**What to do:** Render the data below as a Markdown table with the columns Row and Line, running from the line with "Q: Point out every instance of the reflected building" through the line with "x=1062 y=788", and leave out blank lines.

Entries from a pointing dataset
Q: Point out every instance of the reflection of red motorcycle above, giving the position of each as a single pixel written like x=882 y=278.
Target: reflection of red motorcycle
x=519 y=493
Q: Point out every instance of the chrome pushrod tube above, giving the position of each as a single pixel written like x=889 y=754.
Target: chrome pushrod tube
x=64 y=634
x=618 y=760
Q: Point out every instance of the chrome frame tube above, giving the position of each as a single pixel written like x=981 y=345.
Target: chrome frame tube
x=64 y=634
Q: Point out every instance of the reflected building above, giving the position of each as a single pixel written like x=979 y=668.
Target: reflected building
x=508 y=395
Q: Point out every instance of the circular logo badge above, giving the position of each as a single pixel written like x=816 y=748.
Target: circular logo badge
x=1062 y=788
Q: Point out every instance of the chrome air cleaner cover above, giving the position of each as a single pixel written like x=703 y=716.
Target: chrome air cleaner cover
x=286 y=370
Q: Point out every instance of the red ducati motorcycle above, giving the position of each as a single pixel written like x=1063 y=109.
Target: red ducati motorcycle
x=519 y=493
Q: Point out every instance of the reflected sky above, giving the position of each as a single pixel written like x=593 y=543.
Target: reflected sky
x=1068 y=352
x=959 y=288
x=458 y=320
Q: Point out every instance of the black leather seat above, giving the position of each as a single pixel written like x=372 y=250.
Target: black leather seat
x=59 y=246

**Solution for this task:**
| Row | Line |
|---|---|
| 1 | Q: Point out every instance of the reflected building above, giving the position of each as a single pixel written like x=979 y=668. |
| 2 | Target: reflected building |
| 3 | x=508 y=395 |
| 4 | Q: Point out every instance of the circular logo badge above, giving the position of each as a single pixel written like x=816 y=748. |
| 5 | Target: circular logo badge |
| 6 | x=1062 y=788 |